> Directive
Count the lines below that contain the word "white", treating uppercase and lowercase as different, and give only that number.

— START Task inputs —

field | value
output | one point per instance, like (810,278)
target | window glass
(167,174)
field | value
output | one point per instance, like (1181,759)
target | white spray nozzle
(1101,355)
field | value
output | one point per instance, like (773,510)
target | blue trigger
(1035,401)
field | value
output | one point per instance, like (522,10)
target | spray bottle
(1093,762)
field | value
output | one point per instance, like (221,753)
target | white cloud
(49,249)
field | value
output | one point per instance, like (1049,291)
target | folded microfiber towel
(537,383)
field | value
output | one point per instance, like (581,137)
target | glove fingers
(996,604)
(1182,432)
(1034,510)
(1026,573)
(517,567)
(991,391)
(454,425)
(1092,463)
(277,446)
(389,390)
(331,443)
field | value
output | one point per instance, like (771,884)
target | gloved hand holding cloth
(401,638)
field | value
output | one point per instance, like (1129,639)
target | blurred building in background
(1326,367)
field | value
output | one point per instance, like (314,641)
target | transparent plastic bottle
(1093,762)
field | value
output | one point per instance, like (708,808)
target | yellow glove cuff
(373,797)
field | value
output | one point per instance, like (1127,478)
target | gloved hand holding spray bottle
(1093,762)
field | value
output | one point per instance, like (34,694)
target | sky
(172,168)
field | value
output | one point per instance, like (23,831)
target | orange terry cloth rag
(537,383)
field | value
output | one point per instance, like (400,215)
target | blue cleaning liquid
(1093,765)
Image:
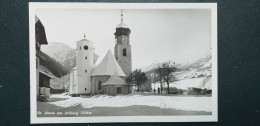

— END Task inputs —

> Result below
2